START RECORDS FOR PROCESSING
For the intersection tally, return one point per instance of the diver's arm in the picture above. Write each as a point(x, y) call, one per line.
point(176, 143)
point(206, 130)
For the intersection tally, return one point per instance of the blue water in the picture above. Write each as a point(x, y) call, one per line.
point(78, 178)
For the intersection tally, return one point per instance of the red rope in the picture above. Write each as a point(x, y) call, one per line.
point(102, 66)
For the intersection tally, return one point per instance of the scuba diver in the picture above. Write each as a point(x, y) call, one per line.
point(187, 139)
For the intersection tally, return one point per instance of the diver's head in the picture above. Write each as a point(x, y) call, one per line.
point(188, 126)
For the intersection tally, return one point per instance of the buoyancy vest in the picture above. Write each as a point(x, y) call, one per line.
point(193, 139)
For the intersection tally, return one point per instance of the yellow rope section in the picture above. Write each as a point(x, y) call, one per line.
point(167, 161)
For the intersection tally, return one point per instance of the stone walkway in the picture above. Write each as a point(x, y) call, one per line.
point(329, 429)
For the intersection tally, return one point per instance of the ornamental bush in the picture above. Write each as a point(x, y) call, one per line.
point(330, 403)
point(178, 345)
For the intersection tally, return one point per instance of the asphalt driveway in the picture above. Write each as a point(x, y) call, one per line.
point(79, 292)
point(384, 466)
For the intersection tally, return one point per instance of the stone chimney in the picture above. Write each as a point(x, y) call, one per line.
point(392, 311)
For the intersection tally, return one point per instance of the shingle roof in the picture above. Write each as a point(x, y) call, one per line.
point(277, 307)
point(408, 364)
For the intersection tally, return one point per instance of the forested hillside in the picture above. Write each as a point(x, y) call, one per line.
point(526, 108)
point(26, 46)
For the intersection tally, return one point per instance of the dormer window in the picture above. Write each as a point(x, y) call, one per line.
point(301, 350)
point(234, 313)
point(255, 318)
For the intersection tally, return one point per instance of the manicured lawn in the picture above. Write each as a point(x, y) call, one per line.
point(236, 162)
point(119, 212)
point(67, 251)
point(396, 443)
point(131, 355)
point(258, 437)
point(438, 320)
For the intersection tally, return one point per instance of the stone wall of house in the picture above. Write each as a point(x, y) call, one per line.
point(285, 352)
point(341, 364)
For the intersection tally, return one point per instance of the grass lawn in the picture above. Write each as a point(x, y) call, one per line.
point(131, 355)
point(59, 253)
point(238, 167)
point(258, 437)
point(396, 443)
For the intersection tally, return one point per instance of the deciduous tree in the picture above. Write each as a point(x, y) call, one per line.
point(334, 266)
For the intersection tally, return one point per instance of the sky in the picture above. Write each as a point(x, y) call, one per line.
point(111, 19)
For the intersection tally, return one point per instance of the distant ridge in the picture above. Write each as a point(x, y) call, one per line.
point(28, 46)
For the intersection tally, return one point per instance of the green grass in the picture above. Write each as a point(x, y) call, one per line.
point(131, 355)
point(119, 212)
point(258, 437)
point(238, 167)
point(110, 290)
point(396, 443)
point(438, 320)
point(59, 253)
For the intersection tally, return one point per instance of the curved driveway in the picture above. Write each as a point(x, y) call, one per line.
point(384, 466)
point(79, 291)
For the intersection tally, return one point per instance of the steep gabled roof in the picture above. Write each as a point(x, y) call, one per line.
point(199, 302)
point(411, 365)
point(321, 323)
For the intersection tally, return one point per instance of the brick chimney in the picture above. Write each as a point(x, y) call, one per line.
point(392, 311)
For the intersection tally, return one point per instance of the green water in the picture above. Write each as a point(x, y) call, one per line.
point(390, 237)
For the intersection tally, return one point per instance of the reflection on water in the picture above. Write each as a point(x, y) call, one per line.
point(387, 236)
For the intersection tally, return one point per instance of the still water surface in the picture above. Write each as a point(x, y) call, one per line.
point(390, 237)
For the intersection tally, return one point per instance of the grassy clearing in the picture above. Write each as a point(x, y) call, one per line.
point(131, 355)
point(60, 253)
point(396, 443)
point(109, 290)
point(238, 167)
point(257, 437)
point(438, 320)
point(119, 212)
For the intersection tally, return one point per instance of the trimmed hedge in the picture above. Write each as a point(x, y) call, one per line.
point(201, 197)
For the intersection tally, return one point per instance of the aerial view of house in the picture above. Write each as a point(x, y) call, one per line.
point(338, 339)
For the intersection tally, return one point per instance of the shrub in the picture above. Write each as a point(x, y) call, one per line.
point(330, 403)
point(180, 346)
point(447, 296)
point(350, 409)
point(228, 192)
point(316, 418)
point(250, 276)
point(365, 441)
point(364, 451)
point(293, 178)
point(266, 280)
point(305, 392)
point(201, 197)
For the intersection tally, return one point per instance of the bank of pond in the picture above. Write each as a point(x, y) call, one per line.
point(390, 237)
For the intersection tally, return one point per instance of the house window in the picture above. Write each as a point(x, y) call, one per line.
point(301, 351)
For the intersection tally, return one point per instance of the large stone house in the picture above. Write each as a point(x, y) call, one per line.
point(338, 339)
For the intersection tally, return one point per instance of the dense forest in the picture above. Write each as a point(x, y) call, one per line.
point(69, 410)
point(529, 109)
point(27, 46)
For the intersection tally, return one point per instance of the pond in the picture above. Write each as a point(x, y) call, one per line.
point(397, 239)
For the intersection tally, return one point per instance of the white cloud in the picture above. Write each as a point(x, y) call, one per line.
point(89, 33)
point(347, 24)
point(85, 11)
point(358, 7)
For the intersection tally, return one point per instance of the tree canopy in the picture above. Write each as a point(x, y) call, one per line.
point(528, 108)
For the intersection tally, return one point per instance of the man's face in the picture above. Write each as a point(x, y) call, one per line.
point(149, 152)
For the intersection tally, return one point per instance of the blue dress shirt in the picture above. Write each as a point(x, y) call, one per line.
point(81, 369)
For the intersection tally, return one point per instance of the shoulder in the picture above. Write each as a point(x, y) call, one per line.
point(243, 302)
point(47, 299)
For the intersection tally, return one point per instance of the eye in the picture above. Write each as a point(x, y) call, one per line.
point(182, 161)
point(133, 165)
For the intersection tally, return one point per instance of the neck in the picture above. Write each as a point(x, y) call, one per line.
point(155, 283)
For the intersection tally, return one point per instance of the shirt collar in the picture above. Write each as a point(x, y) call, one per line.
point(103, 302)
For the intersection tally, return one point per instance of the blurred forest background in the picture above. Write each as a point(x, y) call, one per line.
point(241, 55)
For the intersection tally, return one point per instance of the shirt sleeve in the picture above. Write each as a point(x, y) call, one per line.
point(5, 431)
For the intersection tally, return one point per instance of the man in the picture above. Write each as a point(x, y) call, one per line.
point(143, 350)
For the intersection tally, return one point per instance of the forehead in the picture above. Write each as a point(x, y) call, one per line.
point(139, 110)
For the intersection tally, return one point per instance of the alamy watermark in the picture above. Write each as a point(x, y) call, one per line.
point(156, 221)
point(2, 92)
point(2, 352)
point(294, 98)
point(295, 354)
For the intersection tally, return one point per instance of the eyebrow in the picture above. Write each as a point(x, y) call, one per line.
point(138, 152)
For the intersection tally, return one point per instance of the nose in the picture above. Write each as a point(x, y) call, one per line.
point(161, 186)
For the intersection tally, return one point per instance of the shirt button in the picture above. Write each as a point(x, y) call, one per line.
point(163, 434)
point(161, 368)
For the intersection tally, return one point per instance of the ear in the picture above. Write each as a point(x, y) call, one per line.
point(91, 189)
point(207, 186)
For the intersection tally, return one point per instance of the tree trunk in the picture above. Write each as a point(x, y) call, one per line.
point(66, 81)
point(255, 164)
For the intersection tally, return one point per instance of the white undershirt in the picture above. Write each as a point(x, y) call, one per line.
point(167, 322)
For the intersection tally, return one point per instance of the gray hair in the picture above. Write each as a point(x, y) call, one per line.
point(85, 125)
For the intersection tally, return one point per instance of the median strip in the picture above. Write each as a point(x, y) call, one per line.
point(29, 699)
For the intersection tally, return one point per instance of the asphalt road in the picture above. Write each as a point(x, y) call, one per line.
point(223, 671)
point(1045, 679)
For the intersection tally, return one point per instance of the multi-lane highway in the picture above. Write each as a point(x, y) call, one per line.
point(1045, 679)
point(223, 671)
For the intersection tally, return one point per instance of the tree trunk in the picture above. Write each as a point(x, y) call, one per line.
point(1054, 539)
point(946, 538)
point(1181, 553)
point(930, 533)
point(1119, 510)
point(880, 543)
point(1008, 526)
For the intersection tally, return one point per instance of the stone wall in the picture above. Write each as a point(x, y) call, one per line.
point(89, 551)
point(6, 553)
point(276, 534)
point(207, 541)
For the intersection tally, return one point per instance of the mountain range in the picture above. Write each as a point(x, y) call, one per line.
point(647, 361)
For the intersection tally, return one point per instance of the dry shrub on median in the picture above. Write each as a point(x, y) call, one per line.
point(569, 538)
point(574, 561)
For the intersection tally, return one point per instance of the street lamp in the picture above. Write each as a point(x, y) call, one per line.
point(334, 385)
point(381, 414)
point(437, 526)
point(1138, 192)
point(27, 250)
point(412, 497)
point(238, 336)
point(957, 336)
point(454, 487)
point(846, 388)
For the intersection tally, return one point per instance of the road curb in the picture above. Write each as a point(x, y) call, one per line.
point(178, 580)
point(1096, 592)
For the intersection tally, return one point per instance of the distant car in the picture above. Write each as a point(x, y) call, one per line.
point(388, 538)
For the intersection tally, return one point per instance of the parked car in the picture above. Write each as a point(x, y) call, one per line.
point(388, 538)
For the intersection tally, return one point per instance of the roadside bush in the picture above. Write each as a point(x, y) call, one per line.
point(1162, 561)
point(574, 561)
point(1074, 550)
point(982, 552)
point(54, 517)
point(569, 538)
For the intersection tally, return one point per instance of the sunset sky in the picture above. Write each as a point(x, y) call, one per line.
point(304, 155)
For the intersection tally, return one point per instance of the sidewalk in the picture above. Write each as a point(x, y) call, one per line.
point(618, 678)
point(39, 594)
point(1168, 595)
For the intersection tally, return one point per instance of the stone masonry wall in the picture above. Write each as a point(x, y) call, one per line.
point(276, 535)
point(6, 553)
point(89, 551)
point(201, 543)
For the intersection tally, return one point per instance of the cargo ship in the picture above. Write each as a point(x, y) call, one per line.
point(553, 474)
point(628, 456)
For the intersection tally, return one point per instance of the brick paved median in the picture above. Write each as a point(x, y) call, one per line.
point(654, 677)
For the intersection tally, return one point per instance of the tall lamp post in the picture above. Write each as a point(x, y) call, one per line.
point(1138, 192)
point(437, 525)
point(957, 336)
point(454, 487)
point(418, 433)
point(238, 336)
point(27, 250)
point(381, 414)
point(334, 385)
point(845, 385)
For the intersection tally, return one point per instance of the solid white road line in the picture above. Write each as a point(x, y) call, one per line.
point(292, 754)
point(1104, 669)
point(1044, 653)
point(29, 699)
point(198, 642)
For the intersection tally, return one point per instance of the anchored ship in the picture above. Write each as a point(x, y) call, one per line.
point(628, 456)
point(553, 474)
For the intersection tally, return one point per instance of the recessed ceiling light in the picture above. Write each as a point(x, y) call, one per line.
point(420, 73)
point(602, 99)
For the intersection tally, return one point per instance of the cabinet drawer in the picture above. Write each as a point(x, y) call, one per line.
END RECORDS FOR PROCESSING
§ **WORK TO BE COMPLETED**
Write out the lines above exactly as they appear, starting at the line that contains "of the shoulder" and ending at the line that contains "point(143, 350)", both included.

§ **WRITTEN REPLY**
For the intersection tally, return one point per instance of the shoulder in the picture above. Write each as a point(x, y) call, one per line.
point(243, 302)
point(47, 299)
For the intersection tally, return one point per instance of the eye in the picture above. Write each as a point(x, y) call, one per line.
point(182, 161)
point(133, 165)
For the intersection tally, return one point per instance of the neck in the picture above. Write each as a point(x, y) call, one per line.
point(155, 283)
For the intersection tally, return one point per instance of the shirt collar in the picture above. Write each as a point(x, y) call, one per line.
point(103, 302)
For the intersection tally, return one point per instance of the blurred forest background in the picture above. Write each as a point(x, y) call, one per line.
point(241, 55)
For the intersection tally, return one point per instance of the shirt sleeve in the picture above. Write each as a point(x, y) call, one per line.
point(5, 431)
For the intersection tally, return one point per instance of the man in the picture above. Write each as a point(x, y) call, one per line.
point(143, 350)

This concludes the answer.